Task instructions:
Reproduce every line from the one with "Query: white match head" through the end of the items, swapping "match head" for "matchstick tip" and leaving all else unchanged.

Task data:
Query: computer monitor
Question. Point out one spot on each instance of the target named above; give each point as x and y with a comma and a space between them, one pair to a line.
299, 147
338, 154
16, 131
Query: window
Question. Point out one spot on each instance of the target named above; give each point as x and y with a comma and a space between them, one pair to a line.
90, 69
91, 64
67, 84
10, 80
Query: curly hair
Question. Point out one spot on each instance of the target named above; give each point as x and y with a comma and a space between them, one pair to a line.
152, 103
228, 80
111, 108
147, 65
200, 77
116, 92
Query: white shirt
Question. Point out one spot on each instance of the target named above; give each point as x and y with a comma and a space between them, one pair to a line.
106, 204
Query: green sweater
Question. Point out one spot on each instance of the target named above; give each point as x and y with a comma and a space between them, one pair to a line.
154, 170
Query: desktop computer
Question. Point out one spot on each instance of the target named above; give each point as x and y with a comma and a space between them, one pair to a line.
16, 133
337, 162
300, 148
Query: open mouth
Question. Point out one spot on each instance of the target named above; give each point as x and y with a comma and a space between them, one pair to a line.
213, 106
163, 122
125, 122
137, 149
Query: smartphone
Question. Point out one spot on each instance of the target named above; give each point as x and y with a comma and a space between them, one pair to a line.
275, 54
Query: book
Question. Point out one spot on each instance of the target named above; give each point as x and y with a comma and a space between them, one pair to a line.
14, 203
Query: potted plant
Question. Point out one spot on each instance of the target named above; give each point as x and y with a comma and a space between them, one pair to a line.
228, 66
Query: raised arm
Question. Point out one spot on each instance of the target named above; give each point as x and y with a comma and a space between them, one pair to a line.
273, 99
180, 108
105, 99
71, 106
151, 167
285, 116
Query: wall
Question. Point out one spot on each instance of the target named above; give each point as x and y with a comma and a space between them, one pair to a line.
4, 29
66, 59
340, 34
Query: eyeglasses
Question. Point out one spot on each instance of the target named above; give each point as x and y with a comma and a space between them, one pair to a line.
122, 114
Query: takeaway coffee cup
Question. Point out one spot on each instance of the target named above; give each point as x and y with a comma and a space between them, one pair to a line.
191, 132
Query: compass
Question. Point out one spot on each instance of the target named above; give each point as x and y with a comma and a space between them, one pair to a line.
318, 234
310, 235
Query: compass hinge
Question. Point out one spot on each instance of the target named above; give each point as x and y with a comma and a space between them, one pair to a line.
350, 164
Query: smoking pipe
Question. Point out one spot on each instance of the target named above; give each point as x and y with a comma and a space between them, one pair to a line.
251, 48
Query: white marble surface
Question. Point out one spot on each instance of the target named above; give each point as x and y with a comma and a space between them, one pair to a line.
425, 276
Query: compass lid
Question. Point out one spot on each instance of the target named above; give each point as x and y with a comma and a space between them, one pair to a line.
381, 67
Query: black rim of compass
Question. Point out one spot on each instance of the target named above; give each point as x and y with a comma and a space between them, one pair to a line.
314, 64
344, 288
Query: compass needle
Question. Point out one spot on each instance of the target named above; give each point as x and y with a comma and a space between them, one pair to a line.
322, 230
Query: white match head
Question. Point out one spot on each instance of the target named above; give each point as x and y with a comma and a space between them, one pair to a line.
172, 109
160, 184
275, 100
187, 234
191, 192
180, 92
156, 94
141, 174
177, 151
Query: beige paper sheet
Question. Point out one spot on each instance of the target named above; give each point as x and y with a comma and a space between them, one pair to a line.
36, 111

Response:
Query: white matchstick tip
Question. Point out one spot on each instance of the target named above; give each point as x and y with a comma and a space between them, one pair to a line.
172, 109
160, 184
275, 100
187, 234
191, 192
180, 92
156, 94
141, 174
177, 151
Query: beige paper sheet
Question. Point out one spot on each instance of the target named above; give each point as x and y with a comma and a space between them, one pair to a line.
36, 111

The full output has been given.